[Stored data entries]
⁂

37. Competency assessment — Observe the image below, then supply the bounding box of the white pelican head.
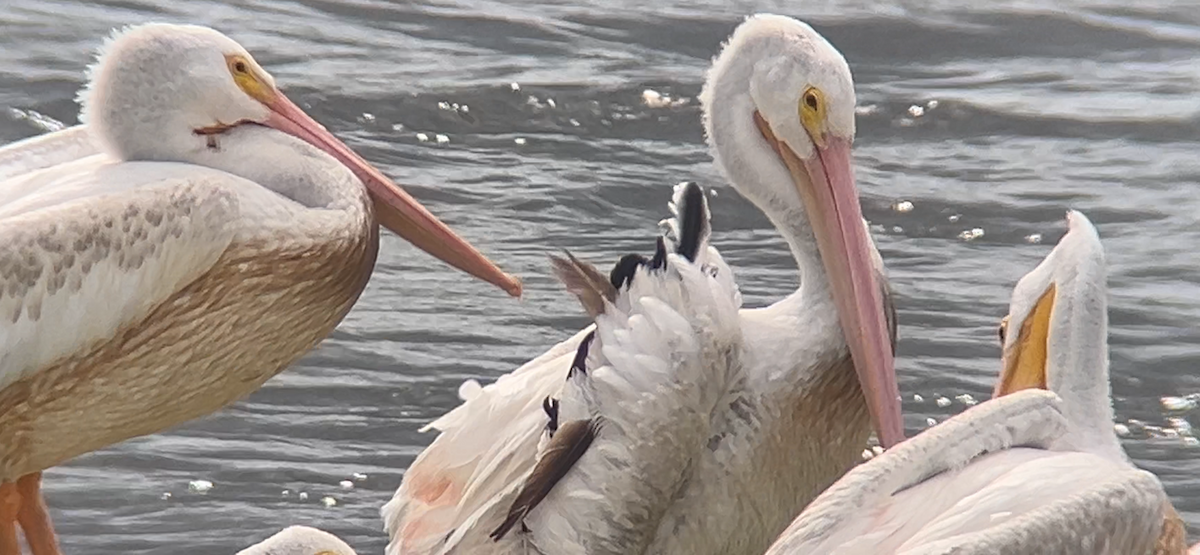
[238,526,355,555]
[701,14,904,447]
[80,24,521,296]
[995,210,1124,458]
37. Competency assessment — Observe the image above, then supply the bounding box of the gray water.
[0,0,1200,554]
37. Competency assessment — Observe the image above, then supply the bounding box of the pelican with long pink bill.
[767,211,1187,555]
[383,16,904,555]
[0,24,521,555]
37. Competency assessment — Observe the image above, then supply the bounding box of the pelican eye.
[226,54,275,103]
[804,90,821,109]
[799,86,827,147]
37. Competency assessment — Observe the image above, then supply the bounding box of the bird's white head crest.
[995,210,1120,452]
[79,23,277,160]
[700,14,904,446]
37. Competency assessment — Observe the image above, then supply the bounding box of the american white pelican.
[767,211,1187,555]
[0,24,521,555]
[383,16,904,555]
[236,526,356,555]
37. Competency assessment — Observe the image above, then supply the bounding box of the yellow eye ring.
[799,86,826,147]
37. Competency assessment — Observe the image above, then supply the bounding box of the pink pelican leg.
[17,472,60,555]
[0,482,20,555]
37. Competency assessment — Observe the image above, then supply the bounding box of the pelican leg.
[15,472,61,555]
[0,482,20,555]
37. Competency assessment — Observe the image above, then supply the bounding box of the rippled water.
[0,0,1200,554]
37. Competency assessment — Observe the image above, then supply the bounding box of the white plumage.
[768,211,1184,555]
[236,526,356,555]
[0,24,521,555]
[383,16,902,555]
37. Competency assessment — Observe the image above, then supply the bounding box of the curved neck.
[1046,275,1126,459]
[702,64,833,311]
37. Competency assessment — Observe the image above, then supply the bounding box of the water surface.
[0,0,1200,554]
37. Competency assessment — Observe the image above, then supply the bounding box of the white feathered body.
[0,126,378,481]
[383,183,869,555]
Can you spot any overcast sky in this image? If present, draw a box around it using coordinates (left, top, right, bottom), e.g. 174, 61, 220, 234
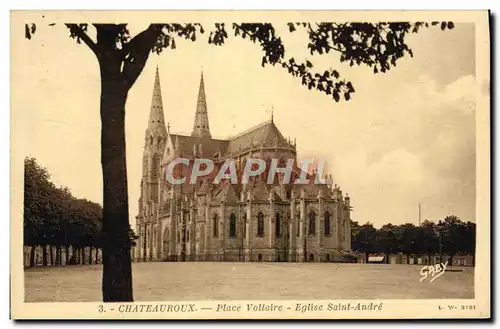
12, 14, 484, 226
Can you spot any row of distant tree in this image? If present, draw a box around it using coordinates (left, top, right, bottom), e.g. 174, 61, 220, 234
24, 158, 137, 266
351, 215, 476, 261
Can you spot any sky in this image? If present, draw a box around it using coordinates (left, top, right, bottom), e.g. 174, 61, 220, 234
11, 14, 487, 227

⁂

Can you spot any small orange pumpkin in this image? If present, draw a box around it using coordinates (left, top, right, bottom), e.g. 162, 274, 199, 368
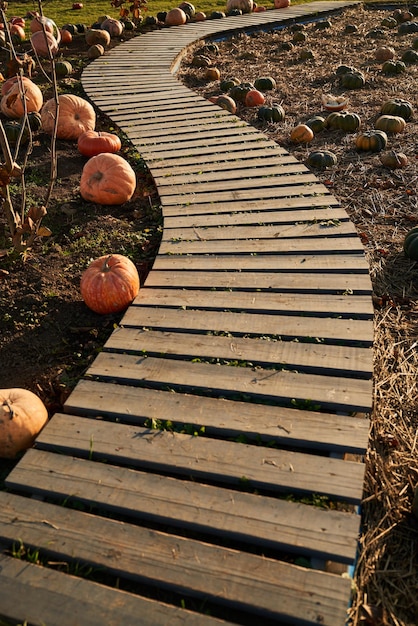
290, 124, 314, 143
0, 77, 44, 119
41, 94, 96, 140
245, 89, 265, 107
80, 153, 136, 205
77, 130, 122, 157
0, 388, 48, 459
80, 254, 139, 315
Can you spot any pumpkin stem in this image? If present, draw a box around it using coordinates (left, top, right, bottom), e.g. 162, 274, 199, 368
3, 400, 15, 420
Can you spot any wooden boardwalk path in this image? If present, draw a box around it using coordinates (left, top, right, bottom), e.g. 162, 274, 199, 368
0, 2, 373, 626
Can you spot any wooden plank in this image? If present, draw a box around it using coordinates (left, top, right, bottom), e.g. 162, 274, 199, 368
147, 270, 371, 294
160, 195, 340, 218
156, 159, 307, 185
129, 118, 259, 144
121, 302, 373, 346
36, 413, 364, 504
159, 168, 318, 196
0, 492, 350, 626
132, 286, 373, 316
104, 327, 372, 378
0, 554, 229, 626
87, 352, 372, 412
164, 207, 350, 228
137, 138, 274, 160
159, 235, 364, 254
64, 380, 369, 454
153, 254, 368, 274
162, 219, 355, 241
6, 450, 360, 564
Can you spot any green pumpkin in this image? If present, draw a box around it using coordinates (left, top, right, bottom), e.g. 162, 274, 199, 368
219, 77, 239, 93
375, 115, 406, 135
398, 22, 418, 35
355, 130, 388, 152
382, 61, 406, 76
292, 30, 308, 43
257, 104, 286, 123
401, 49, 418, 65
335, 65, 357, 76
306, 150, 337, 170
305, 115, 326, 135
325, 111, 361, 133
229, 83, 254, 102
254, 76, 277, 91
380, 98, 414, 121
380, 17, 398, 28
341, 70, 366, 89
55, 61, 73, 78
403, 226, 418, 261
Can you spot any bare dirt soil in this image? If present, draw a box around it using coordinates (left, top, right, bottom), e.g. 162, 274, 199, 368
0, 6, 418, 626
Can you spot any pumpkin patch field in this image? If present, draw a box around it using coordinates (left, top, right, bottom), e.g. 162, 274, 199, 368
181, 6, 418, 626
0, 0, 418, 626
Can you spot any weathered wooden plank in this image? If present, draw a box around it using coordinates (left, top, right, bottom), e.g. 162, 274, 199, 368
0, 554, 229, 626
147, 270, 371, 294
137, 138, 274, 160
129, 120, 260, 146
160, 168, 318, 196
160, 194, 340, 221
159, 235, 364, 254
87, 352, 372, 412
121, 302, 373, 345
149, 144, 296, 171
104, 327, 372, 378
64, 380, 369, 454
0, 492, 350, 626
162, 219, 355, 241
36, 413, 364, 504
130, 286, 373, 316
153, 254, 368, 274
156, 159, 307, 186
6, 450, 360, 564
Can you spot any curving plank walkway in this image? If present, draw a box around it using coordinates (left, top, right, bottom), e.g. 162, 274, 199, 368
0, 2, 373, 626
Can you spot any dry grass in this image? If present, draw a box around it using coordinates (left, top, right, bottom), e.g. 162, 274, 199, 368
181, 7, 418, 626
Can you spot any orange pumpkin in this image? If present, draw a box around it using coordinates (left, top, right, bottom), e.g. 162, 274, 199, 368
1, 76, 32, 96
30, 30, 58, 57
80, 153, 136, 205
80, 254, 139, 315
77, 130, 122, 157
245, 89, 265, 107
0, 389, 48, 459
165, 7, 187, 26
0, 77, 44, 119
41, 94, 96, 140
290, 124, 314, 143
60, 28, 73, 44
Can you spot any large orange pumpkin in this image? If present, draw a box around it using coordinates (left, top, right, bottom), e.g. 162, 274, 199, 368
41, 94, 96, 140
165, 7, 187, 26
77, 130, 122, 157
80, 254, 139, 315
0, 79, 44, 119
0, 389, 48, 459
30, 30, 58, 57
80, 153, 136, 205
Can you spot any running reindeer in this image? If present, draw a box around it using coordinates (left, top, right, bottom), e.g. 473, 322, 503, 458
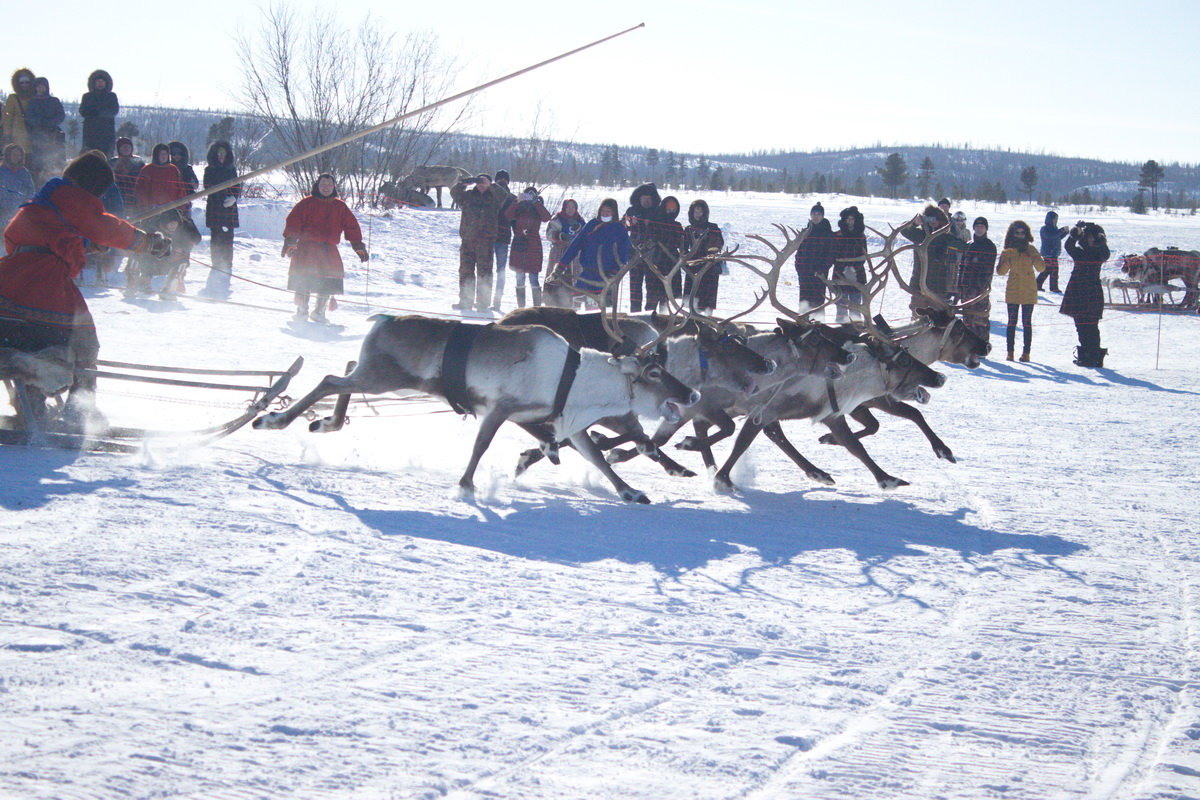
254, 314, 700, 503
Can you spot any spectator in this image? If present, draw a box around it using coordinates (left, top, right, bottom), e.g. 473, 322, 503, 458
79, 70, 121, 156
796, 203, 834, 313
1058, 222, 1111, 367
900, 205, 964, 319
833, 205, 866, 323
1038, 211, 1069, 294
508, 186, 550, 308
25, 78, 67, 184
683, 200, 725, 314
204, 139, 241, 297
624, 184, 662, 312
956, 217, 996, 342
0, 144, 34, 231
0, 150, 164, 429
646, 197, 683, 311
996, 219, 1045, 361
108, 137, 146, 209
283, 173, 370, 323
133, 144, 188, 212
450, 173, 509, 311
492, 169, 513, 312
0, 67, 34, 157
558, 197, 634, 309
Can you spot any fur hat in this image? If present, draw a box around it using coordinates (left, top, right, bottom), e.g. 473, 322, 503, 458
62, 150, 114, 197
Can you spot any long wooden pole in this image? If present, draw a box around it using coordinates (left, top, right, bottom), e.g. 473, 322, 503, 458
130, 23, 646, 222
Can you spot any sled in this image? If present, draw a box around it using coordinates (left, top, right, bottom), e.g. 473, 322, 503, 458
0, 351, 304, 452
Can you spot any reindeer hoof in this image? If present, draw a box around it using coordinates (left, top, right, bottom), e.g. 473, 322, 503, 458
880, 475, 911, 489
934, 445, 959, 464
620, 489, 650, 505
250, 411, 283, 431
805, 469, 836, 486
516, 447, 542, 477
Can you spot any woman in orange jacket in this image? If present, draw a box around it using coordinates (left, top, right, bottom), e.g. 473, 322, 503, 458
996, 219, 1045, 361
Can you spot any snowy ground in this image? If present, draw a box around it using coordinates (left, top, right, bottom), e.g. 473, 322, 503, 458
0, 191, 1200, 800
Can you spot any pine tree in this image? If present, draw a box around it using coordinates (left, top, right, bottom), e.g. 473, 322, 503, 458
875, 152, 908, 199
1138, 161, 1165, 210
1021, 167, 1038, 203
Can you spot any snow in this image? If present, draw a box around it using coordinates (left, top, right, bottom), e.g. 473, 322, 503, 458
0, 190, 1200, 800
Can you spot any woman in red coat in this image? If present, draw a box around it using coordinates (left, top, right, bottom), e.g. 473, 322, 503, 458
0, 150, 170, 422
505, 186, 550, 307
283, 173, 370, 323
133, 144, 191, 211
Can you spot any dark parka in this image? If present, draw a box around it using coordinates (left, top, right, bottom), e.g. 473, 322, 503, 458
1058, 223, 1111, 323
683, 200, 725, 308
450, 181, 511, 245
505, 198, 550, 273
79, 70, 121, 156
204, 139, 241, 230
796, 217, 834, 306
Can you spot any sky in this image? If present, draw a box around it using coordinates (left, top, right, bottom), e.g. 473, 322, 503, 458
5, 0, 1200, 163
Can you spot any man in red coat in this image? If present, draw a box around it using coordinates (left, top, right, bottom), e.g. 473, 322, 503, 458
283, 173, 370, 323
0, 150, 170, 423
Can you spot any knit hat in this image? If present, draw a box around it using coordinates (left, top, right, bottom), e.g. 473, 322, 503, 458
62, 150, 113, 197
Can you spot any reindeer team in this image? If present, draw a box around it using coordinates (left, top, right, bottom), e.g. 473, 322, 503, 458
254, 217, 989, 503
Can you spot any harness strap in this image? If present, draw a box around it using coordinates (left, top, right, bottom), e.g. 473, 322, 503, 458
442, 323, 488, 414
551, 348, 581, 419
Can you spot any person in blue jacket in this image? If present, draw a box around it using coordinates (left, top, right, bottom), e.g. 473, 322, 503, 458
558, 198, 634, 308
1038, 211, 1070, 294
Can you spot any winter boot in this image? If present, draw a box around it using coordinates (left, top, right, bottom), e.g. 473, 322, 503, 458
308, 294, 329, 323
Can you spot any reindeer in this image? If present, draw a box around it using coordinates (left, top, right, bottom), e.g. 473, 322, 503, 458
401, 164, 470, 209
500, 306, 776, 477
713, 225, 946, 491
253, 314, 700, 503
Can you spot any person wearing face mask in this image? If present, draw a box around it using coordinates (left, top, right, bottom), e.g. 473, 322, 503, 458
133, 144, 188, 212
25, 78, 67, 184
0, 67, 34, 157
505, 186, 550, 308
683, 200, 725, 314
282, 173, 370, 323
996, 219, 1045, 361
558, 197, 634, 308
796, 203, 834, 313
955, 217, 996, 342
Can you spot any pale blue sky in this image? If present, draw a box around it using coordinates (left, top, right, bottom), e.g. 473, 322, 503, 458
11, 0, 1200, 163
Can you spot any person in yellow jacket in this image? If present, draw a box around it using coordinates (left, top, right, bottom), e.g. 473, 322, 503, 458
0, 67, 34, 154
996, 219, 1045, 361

⁂

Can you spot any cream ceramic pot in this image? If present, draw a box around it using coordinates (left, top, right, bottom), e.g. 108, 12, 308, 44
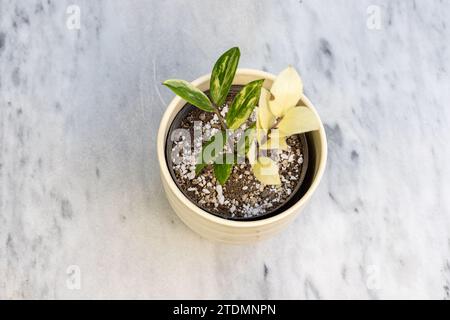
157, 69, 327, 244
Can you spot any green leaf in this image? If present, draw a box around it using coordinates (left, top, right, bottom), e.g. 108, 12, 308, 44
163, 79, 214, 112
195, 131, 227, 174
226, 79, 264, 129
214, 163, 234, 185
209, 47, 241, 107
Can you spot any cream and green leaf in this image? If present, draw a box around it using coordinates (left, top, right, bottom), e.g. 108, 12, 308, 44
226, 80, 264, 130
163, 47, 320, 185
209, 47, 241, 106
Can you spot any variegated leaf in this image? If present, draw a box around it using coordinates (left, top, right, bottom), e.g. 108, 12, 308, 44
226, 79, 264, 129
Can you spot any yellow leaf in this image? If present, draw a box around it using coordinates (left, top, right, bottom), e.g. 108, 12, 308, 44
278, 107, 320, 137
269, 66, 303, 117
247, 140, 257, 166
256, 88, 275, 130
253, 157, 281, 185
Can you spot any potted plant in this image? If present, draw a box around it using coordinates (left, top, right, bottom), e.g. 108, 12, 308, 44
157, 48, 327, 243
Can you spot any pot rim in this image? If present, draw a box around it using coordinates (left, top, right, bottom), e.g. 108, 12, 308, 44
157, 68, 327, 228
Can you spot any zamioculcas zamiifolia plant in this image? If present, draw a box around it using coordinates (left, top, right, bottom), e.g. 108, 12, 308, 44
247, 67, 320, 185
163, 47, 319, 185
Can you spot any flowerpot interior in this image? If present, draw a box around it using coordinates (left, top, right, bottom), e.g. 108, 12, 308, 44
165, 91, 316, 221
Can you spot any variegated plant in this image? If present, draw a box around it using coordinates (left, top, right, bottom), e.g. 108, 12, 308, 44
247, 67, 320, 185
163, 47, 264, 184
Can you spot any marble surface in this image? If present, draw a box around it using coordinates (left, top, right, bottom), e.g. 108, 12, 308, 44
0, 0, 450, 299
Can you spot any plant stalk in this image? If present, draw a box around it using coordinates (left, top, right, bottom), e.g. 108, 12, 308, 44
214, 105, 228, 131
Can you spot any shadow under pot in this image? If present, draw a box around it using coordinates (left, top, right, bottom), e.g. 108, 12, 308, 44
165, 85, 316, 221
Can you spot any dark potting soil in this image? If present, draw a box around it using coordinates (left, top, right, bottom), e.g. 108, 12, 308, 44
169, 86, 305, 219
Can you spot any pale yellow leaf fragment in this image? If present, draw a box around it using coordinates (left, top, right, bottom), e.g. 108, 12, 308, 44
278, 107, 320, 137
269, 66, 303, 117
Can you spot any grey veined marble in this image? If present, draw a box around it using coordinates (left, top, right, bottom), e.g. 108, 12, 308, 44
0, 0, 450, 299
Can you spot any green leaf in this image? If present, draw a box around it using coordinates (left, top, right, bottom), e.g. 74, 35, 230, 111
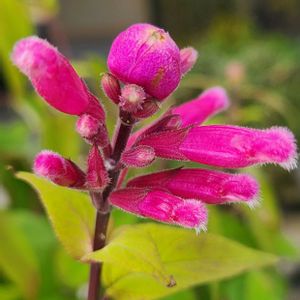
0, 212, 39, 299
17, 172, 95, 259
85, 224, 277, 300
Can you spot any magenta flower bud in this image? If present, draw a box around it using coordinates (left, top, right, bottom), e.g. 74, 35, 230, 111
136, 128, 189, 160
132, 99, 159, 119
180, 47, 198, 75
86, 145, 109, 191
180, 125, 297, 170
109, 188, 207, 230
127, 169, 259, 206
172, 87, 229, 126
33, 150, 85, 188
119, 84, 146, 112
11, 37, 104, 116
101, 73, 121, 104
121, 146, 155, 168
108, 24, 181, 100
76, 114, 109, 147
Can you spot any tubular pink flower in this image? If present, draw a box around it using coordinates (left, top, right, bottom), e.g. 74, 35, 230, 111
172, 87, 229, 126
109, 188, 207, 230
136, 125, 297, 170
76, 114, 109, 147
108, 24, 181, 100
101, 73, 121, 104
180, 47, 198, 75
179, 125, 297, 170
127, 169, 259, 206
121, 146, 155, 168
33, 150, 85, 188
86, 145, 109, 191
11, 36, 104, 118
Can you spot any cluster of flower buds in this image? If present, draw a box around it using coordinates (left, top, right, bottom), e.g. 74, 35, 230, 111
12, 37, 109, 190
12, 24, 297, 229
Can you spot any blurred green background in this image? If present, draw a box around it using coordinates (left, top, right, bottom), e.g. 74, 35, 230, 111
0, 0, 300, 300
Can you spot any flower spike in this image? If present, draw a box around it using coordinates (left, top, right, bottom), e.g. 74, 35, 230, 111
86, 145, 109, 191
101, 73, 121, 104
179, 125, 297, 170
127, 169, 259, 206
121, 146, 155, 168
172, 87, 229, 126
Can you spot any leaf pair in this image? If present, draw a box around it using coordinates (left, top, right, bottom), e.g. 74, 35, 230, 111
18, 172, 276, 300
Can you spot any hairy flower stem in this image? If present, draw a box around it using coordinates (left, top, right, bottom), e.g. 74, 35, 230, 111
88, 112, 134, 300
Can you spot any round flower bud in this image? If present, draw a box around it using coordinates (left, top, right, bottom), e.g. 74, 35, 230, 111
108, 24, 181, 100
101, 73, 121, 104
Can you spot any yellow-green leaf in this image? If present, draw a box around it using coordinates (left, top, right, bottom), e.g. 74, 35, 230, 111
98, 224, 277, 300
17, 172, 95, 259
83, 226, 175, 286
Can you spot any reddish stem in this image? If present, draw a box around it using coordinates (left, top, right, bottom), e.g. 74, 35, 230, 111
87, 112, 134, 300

⁂

Please output the entries between the lines holding "Can you spot any harness" and "551, 348, 581, 419", inclusive, as a two-column CSV with the header text,answer. Give one row per entry, put each field in double quotes, and replace any line breaks with spaces.

text,answer
"Can you spot any harness strap in this image? If present, draw a box around it using coordinates (left, top, right, bottom), e.g. 473, 322, 503, 458","442, 323, 488, 414 551, 348, 581, 419"